Document excerpt:
---------------

Surely you don't need an introduction to Duke Ellington...

Do you know this side?

400032 Harlem Twist Lonnie Johnson's Harlem Footwarmers OKeh 8638
http://www.box.net/shared/lcb30zgkk8
NYC, January 19, 1928: Louis Metcalf, Bubber Miley, trumpets; Joe Nanton, trombone; Barney Bigard, Otto Hardwick, Harry Carney, reeds; Duke Ellington, piano; Fred Guy, banjo; Wellman Braud, bass; Sonny Greer, drums.

I can see you now...saying to yourself "Hey...that's East St. Louis Toodle-Oo!"

You're right, of course. Why the retitling?
In the late 1920s, Duke Ellington made dozens of sides for several labels...usually under a pseudonym (He was under contract to Victor, but that didn't stop his aggressive manager, Irving Mills, from getting his best client some extra recording work). Most of Duke's OKehs were labeled as by The Harlem Footwarmers. On one of those sessions, guitarist Lonnie Johnson sat in, and those sides were issued as by "Lonnie Johnson's Harlem Footwarmers."

So far, so good.

Here's where the retitling comes in...My guess is someone, probably a bigwig at OKeh (or Mills or Ellington himself) thought that the title East St. Louis Toodle-Oo might set off alarms at Victor. So they retitled it Harlem Twist. The flip side, Move Over, was one of those sides from the aforementioned Ellington/Johnson session, so Harlem Twist also came out under Lonnie's name. But Lonnie isn't on this side at all... (PS. I do have this 78, but only in V- condition...and there are a couple of badly stressed grooves. So I used my CD version here.)

---------------

Extracted information:

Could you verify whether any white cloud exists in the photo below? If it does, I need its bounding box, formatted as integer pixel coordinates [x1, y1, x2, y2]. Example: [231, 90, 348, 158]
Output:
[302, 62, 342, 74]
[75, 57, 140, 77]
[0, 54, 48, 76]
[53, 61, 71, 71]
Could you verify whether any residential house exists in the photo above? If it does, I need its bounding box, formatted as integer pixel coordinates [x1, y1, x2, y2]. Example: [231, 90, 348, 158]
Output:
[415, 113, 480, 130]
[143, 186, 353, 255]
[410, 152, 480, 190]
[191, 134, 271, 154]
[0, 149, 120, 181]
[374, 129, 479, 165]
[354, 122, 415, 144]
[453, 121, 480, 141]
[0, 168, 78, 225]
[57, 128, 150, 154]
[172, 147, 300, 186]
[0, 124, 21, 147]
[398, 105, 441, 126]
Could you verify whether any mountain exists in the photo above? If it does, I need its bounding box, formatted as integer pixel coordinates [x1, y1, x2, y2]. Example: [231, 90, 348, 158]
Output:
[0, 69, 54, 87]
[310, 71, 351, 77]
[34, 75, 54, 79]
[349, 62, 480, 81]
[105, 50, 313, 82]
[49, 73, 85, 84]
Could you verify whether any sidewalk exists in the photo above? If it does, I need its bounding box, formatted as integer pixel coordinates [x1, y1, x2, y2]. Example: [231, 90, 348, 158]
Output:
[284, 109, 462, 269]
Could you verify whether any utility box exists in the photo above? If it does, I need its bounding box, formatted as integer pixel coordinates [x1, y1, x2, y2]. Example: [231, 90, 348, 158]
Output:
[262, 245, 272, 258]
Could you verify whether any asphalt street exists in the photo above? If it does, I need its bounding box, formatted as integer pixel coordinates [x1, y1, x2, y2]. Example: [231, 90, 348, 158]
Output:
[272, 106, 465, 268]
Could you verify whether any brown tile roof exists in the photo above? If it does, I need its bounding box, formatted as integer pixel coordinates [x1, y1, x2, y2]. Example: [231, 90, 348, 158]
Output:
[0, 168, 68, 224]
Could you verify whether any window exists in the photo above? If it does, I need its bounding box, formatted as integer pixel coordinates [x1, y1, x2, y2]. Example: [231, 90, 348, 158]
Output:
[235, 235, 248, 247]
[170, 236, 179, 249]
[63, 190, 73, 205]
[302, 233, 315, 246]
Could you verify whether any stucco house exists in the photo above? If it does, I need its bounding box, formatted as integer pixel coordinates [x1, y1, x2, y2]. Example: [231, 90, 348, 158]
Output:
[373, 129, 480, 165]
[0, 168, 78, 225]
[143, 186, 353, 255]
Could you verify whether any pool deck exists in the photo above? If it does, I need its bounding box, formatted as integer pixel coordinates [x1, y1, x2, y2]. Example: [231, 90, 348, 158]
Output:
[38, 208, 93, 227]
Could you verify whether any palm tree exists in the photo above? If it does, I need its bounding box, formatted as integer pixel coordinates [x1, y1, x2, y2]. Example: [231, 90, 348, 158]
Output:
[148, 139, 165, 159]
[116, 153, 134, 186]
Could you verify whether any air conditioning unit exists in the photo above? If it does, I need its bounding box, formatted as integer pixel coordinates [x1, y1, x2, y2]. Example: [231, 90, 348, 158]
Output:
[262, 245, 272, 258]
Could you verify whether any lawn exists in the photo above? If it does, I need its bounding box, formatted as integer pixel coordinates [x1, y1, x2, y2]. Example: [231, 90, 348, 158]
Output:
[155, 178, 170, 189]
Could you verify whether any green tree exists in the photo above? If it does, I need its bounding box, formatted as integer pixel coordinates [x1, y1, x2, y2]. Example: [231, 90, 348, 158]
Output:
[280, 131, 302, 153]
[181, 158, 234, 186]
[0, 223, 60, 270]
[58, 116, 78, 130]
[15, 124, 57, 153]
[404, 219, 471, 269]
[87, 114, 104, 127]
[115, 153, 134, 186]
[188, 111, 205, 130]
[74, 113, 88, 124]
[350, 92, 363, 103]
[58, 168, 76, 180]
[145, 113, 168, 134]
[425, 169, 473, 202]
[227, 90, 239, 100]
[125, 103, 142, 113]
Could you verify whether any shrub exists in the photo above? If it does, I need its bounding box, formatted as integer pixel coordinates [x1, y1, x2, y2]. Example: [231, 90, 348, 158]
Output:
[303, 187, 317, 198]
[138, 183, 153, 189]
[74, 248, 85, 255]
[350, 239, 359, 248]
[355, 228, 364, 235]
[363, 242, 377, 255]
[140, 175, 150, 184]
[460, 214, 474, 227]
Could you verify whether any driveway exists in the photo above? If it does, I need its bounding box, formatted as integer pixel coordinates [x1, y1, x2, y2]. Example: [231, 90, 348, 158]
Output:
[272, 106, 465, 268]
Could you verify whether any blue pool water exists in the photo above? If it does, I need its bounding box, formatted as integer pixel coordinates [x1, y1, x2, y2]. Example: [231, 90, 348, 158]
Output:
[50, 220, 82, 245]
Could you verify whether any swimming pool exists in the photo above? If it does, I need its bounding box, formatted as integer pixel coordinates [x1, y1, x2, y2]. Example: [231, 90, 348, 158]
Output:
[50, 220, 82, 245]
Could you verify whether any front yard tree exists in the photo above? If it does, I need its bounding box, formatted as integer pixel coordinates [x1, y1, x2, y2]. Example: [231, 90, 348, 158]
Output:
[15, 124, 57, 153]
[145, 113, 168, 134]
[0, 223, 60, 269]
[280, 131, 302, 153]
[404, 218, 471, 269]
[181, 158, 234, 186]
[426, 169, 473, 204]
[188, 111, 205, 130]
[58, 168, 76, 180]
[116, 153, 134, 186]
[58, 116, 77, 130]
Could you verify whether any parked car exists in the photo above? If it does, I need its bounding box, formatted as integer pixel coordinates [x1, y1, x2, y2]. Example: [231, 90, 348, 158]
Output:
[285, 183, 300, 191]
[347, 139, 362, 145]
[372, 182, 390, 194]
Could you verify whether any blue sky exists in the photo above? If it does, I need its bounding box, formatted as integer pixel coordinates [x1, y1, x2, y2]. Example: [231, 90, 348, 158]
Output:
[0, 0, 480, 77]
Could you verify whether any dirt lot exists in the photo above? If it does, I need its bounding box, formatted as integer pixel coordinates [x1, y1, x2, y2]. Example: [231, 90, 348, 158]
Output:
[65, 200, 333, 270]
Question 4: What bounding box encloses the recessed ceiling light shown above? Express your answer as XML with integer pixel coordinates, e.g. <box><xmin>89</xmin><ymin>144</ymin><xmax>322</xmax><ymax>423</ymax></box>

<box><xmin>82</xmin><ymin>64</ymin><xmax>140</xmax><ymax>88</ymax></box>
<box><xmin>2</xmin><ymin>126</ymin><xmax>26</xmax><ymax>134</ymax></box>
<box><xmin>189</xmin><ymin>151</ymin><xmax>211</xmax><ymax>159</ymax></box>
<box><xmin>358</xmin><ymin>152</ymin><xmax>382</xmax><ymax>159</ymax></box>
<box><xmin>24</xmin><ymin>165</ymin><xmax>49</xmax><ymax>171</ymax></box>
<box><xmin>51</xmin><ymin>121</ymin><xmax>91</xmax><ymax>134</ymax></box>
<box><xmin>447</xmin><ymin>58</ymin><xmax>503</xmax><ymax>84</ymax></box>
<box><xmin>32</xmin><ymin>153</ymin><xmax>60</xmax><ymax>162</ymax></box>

---------------

Exercises to complete:
1. In the Harlem Twist text, repeat the passage from "400032 Harlem Twist" to "Sonny Greer, drums." word for word.
2. Condense the paragraph of the Harlem Twist text that begins "In the late 1920s" into a short list of its main facts.
3. Answer these questions using the Harlem Twist text:
(a) On what date was the side recorded?
(b) Who played trombone on it?
(c) What was the title of the flip side?
Rely solely on the Harlem Twist text, not on the records.

Task-by-task outputs:
1.
400032 Harlem Twist Lonnie Johnson's Harlem Footwarmers OKeh 8638
http://www.box.net/shared/lcb30zgkk8
NYC, January 19, 1928: Louis Metcalf, Bubber Miley, trumpets; Joe Nanton, trombone; Barney Bigard, Otto Hardwick, Harry Carney, reeds; Duke Ellington, piano; Fred Guy, banjo; Wellman Braud, bass; Sonny Greer, drums.

2.
- In the late 1920s, Duke Ellington recorded dozens of sides for several labels, usually under a pseudonym.
- He was under contract to Victor, but his manager, Irving Mills, still got him extra recording work.
- Most of his OKeh records were credited to The Harlem Footwarmers.
- Guitarist Lonnie Johnson sat in on one session, and those sides were issued as by "Lonnie Johnson's Harlem Footwarmers."

3.
(a) January 19, 1928
(b) Joe Nanton
(c) Move Over